* [PROBLEM TO WORK ON]: Can you reproduce the data beneath, keeping every line exact?

(EXERCISE INPUTS)

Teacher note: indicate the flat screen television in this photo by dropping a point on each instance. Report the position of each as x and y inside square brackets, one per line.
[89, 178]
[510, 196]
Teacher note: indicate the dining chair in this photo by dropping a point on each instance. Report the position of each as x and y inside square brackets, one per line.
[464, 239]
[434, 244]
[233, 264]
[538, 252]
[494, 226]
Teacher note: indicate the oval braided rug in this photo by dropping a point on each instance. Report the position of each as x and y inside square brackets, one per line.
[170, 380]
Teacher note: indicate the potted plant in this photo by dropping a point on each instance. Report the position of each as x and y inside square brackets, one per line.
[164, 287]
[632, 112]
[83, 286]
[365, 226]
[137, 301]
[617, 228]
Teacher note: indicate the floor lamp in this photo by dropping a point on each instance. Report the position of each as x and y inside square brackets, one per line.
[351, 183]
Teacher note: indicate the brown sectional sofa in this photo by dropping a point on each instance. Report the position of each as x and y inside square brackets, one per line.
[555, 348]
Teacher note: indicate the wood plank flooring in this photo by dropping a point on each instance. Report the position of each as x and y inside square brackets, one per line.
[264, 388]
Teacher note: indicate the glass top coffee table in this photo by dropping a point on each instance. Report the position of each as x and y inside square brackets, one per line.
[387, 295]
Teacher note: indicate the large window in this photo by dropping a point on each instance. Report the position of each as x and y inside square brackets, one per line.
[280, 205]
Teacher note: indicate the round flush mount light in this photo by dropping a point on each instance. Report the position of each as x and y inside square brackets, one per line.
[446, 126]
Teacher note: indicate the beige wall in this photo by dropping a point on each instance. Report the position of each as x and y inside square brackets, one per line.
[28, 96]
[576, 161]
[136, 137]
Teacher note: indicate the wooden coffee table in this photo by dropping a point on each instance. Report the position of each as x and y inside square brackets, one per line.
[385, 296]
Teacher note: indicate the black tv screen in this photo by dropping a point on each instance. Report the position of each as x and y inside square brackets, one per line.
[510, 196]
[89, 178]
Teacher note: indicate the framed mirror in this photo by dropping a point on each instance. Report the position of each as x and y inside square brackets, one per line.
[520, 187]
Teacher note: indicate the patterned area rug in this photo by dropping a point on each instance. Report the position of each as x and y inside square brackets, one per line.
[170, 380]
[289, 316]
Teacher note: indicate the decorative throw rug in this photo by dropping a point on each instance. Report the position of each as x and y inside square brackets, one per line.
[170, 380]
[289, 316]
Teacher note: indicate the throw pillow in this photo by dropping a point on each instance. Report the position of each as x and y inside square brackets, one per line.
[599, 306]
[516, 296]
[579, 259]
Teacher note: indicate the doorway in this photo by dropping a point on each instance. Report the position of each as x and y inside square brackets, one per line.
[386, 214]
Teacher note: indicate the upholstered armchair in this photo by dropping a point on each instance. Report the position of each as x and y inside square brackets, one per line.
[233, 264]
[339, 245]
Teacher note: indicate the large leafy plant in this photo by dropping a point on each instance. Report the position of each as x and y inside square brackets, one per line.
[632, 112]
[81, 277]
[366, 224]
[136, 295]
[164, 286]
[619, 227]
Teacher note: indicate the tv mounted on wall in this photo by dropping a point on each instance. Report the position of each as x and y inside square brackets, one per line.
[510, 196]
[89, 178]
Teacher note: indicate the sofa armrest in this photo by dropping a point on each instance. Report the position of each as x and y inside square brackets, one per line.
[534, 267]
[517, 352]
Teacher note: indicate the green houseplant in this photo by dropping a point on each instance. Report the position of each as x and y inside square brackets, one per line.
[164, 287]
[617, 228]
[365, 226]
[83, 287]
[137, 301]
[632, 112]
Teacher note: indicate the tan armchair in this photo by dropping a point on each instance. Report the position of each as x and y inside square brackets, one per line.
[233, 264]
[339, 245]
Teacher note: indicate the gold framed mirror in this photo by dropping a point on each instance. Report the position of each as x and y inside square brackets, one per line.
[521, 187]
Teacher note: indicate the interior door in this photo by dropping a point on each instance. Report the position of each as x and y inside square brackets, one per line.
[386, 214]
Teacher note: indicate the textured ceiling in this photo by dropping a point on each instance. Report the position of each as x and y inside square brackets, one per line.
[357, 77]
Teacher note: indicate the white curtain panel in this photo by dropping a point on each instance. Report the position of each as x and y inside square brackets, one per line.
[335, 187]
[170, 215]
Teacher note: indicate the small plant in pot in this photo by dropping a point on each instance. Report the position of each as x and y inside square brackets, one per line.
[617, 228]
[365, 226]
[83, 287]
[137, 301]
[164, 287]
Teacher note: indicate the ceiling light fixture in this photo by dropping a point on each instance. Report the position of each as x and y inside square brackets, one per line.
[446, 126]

(End EXERCISE INPUTS)

* [EXPECTED OUTPUT]:
Teacher note: indicate the flat screen television in this photo by dropping a point on each instance. Report the position of each as x and y inside square brackets, one per line.
[89, 178]
[510, 196]
Teacher note: indicate the dining chair in this photo by dropping a point on each instance. Report the position of each as x and y inside square brackets, one per line.
[464, 239]
[434, 244]
[233, 264]
[538, 252]
[494, 226]
Teacher note: indicate the oval braided rug in this photo by dropping a point on each instance. Report the position of each as x and y inside square brackets, one per line.
[170, 380]
Teacher note: indicate the potted plant in this photo by dropping a point on each instance. Report the position of each as x and y inside square brackets, one per line.
[164, 287]
[632, 112]
[83, 286]
[365, 226]
[137, 301]
[617, 228]
Teacher note: indicate the floor lamp in this photo by dropping a point on each instance. Report the position of each as x and y inside square brackets, one per line.
[351, 183]
Teacher note: indicate the brown sectional sofa in this photo by dropping a point on each instance. Report the position of each as x and y inside square brackets, one per line.
[555, 348]
Teacher note: indicate the wood plank flooring in this photo by dropping a point on each instance. Report the position of each as x and y inside square brackets, one per line.
[264, 388]
Teacher note: indicate the glass top coffee table in this photo by dropping a point on each instance. Report the position of each as x and y inside square brackets, one per line.
[387, 295]
Teacher note: indicate the large window in this photo by dropping a point on each instance. Report the position of each as x and y inside square brackets, one per line.
[280, 205]
Teacher note: indicate the round flush mount light in this photo by dropping a point on each instance. Report the position of each as x and y inside square brackets, one per line.
[446, 126]
Teacher note: indicate the beige wall in this photo by dropping a point on each instance. Report the position of each as x and y inside square brackets, one per line.
[28, 96]
[576, 161]
[136, 137]
Teacher note: indicate the wooden coffee table in this photo by dropping a point on each instance. Report the position of each as x and y inside square brackets, one per line.
[385, 296]
Teacher note: indicate the black tv screen in this photo by dropping a point on each instance. Report the position of each as x and y inside square brackets, one per line.
[510, 196]
[89, 178]
Teacher note: indicate the framed mirror in this photo by dropping a point on each instance. Report the position of each as x and y inside square brackets, one per line.
[520, 187]
Teacher note: indicate the patterned area rug in this photo by dropping a point on each instance. Report the position of each as x and y inside square brackets, one per line.
[170, 380]
[289, 316]
Teacher note: indicate the decorative throw rug in this photo by dropping a point on each instance. Report the position of each as x and y inside square brackets, one per line.
[170, 380]
[289, 316]
Teacher note: indicate the throw pillow in this photo by dropping a point on each instance. Report the position of each as x and y inside square brackets, one per line.
[599, 306]
[516, 296]
[579, 259]
Teacher note: indicate the doorway in this photo by dropping a point on each instance. Report the position of each as x and y inside square brackets, one per line.
[386, 214]
Teacher note: indicate the upholstered armchair in this photo by dropping a point on each instance. Report the position of each as x and y inside square brackets, one per line.
[233, 264]
[339, 245]
Teacher note: indicate the large leafy plant in this photo by dropping a point on each instance. Report the position of each as x and y inside square brackets, one per line.
[632, 112]
[81, 277]
[366, 224]
[136, 295]
[164, 286]
[619, 227]
Teacher note: indicate the tv mounted on wall in this photo by dropping a point on each instance. Report the position of each as x and y inside square brackets, one per line.
[510, 196]
[89, 178]
Teacher note: indicate the sofa armrest in this photo by dropping a point on each instance. Report the position of each as x and y inside square brackets, one per line.
[534, 267]
[517, 352]
Teacher note: indicate the green houseplant in this photo by dropping a point on each instance. Report the position of each as x and y inside square brackets, one per line.
[164, 287]
[617, 228]
[365, 226]
[83, 287]
[137, 301]
[632, 112]
Teacher note: indicate the tan armchair in this photo by dropping a point on each instance. Report the position of each as x and y inside square brackets, one per line.
[233, 264]
[339, 245]
Teacher note: indicate the gold framed mirror in this photo by dropping a point on each instance. Report the position of each as x and y inside square brackets, one per line.
[521, 187]
Teacher note: indicate the interior door in this photo by dropping a point on each instance. Report the position of each as x and y inside square brackets, one per line.
[386, 214]
Teacher note: indicate the textured ceiling in this photo by dropping a point on each instance. Report the position of each as x and y inside square brackets, one per line.
[357, 77]
Teacher note: indicate the white curtain panel in this photo by dropping a point on each instance. Report the position of each as x and y inside square brackets, one per line.
[335, 187]
[170, 215]
Teacher note: indicate the small plant in pot in this photo by dropping a point on each instance. Report the position of each as x and y inside square brackets, one per line.
[617, 228]
[365, 226]
[83, 287]
[137, 301]
[164, 287]
Teacher note: indicate the ceiling light fixture in this photo by dropping a point on each instance. Report the position of each as x and y inside square brackets, one per line.
[446, 126]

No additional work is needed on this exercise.